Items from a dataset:
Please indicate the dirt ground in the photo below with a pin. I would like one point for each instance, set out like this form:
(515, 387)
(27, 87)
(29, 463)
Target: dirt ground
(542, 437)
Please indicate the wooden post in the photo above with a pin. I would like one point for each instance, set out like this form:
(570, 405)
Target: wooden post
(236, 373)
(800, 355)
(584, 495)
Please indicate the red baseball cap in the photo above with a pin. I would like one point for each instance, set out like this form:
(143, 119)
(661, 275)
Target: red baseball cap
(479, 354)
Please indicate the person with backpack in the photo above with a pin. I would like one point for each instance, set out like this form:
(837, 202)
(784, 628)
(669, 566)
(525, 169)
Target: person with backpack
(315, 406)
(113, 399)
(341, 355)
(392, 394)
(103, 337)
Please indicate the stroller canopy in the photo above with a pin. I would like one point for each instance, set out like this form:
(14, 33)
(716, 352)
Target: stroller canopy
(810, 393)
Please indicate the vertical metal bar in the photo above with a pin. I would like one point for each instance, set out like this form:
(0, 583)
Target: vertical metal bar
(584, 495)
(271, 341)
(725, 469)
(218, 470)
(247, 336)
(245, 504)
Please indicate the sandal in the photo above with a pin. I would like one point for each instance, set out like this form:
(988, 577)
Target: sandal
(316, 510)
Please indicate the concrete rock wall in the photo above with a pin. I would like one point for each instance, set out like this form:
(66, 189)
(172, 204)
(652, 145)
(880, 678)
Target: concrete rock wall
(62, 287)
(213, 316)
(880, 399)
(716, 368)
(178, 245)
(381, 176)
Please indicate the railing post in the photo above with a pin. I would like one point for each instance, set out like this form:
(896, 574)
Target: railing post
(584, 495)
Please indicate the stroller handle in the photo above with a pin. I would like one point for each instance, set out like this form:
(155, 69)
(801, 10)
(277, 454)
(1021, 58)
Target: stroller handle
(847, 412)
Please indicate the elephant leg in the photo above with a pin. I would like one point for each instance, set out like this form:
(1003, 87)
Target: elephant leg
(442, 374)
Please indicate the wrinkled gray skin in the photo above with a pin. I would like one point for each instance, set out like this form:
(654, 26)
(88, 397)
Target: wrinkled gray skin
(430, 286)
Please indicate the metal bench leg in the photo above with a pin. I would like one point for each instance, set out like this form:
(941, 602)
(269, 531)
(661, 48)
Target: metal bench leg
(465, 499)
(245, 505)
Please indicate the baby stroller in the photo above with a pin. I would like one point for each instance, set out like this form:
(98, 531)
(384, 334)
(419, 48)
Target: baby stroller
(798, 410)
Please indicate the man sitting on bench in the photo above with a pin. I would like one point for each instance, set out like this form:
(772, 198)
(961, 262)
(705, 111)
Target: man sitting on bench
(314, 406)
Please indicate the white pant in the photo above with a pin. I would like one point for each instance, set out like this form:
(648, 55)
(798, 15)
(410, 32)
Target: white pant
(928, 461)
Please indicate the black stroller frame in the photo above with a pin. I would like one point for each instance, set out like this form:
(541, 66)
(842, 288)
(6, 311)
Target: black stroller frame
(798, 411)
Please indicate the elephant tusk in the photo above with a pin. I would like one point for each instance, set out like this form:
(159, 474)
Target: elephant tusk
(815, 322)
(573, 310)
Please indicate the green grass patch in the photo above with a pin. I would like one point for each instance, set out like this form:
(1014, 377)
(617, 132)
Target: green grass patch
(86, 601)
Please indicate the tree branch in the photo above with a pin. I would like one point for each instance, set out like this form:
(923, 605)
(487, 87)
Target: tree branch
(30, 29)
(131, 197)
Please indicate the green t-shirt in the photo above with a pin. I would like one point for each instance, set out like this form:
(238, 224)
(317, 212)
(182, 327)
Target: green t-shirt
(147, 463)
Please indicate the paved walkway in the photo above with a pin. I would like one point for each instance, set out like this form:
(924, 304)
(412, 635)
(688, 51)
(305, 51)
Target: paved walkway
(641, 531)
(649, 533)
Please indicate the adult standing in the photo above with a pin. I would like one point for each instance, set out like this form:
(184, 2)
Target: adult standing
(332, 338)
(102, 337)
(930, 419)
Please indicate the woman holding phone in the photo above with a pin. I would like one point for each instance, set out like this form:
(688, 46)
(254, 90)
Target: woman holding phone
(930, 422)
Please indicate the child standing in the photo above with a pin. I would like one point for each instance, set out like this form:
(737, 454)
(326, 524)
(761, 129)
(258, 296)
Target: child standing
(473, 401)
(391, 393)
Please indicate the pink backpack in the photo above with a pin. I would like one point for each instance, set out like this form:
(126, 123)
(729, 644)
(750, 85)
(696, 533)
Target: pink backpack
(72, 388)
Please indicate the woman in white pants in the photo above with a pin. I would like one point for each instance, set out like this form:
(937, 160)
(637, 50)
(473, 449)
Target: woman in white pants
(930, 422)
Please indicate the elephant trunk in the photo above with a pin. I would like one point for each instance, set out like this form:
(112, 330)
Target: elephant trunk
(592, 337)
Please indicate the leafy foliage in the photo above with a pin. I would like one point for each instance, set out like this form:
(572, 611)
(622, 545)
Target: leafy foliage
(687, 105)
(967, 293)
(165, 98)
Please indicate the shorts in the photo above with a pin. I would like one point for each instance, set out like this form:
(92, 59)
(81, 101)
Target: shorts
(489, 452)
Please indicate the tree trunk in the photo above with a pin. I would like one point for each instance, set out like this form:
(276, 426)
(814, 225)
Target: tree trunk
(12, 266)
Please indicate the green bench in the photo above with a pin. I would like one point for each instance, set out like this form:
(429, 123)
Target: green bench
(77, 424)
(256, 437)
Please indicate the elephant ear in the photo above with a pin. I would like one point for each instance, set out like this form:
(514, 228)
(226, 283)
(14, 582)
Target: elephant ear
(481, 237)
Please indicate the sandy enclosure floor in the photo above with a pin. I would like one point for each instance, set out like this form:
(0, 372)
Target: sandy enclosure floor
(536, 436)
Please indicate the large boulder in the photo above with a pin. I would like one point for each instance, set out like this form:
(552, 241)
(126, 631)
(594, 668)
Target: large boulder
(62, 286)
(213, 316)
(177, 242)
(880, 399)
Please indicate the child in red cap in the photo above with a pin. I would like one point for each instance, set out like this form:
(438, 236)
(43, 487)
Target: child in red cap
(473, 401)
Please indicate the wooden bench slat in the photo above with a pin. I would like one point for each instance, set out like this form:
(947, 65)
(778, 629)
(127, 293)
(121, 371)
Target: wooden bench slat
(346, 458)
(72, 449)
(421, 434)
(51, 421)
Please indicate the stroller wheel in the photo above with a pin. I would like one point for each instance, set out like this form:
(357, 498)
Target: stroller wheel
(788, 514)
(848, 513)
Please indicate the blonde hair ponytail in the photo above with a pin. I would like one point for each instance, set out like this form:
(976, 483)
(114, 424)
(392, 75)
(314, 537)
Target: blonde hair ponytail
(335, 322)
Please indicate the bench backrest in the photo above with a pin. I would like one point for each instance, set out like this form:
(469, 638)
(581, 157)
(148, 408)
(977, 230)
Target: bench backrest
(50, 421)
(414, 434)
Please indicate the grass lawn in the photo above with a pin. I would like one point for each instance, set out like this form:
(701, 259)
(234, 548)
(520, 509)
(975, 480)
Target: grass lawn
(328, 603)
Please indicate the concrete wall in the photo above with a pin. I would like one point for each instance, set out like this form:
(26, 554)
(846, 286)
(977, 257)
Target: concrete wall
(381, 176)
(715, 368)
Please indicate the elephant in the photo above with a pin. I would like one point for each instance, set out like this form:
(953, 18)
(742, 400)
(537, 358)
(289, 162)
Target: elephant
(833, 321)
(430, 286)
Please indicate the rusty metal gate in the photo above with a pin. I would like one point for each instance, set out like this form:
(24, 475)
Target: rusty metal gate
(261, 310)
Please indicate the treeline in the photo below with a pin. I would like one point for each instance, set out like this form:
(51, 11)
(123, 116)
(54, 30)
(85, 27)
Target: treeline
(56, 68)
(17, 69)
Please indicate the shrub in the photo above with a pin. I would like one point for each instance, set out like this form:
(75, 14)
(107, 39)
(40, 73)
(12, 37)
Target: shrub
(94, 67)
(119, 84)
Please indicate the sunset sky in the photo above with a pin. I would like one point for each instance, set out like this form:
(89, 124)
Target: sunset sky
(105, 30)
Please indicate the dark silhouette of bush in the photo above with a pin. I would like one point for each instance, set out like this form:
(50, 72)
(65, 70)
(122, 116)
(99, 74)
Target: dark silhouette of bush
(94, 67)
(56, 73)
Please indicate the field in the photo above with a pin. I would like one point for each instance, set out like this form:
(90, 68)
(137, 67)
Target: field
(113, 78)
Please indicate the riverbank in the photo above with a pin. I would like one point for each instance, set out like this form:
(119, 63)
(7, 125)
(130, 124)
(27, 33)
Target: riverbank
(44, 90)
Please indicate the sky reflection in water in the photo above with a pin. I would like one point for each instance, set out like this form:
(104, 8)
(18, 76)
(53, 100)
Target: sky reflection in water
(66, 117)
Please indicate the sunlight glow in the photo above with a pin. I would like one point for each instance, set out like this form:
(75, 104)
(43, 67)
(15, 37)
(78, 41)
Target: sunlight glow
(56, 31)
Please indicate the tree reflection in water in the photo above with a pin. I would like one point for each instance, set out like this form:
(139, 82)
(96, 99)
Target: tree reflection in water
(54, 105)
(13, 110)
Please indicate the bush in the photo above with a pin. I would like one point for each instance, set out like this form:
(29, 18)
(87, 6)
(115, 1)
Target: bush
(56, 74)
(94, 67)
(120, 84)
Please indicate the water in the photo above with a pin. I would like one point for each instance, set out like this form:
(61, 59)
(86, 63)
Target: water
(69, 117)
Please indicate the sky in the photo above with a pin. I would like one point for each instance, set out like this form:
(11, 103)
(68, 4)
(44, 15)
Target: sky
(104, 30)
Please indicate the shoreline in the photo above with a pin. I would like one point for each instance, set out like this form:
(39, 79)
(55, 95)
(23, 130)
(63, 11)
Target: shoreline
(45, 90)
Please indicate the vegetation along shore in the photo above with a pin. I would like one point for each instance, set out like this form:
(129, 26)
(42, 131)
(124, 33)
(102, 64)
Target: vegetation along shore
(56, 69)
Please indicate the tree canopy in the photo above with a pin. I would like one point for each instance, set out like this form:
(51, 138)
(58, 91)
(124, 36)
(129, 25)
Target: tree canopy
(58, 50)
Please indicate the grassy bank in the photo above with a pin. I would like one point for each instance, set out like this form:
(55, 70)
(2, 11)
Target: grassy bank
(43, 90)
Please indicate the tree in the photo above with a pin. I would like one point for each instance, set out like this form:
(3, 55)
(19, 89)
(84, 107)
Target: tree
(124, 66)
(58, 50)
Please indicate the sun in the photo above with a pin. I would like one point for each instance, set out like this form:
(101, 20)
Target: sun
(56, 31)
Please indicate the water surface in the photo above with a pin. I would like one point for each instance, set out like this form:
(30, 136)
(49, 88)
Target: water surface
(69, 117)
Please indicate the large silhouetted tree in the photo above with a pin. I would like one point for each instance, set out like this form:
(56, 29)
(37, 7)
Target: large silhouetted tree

▶ **Exercise goal**
Pull out all lines from the entries above in which the word "below" appears.

▶ **Task solution**
Please indicate the dirt ground in the photo below with a pin. I would like one point for each instance, set out like this form:
Please indicate the treeline in the photo below with a pin. I would like one point for each instance, set out like this form:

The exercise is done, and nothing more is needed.